* **Text excerpt**:

******************************

# Mountain House pouches at WalMart



## CVORNurse (Oct 19, 2008)

Perhaps they have had these in the past, but I have never seen them before. While glancing through the camping supplies yesterday, I found several different varieties. Bought a pouch of the scrambled eggs and bacon(serves one), and a pouch of the beef stew(serves 2). I have been wanting to try the Mountain House foods, but hate to get stuck with a bunch that we might not eat. This way, I can have a taste testing before deciding to spring for the bigger sizes that I would need to feed my family. 
The egg pouch was 4.88 and the beef stew was 6.48. They also had spaghetti and beef sauce, chili mac, and lasagna varieties to chose from.


----------



## dukman (Mar 1, 2009)

My local store just started carrying them again. We don't have the selection you do, but thankfully we don't have prices that high either.


----------



## doc66 (Apr 13, 2009)

******************************

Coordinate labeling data
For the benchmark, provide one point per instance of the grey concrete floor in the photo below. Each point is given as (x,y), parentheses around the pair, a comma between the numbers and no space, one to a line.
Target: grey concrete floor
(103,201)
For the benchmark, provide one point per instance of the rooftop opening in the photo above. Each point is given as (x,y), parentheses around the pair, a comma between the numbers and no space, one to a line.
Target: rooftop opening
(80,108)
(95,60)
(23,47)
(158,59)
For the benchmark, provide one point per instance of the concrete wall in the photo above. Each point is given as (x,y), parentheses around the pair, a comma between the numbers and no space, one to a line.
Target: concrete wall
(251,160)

******************************

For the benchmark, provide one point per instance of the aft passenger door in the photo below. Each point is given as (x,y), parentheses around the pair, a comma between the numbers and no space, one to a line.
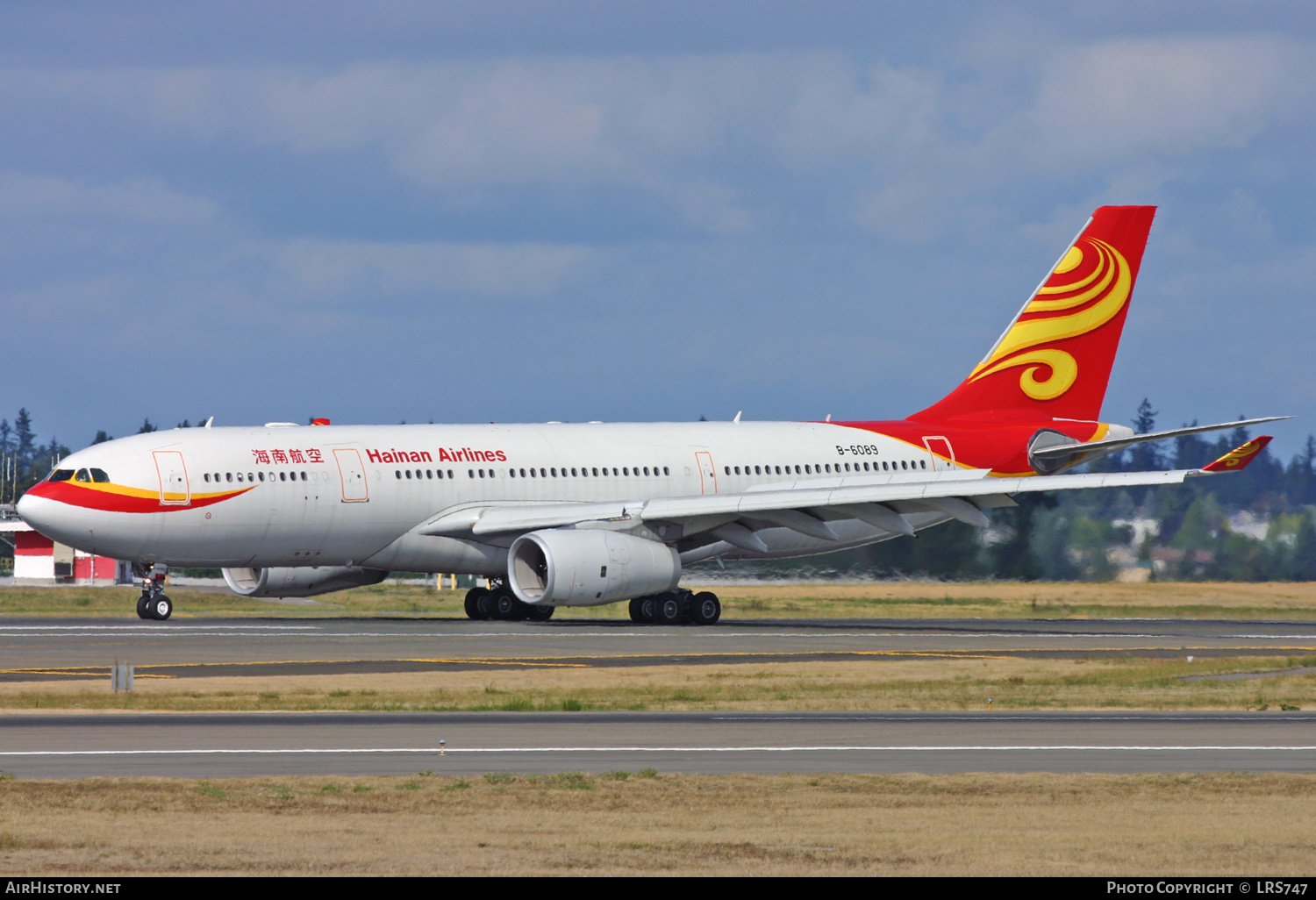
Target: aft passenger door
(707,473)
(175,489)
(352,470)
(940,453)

******************************

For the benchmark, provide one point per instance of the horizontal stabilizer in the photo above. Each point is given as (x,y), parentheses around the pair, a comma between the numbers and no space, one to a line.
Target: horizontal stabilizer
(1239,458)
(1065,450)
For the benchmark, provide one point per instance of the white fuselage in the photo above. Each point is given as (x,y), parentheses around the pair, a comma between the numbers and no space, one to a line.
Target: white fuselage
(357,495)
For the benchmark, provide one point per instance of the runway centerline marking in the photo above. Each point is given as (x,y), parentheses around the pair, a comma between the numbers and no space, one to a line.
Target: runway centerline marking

******************************

* **Problems**:
A – Report, copied in full, each line of the records that contains the string "rooftop". Case counts.
B – Go on with the forum thread about Mountain House pouches at WalMart, starting right after its final line.

* **Answers to the problems**:
A –
For the benchmark, provide one point per instance of the rooftop opening in the photo above. Each point is given as (x,y), parentheses around the pair, a comma between the numbers and no space, one to a line.
Target: rooftop opening

B –
You'll find that the MH stuff, depending on your palate, can be pretty sweet when it comes to the desserts and fairly salty with some of the main courses. The textures range for "normal" to "What is this supposed to be?". They are, however, tasty after a days hike in the Sierra Nevada's and most of them approximate the meal well. MH does a good job of product reliability, and remember, use ALL the water required, sometimes, you might need a little more than what they recommend, depending one your personal tastes. I like my mash potatoes smoother, so a touch more water goes into mine. 

These are looking like they are going to be my BOB food once I get through the MRE's. I might keep one MRE in there as a quick meal.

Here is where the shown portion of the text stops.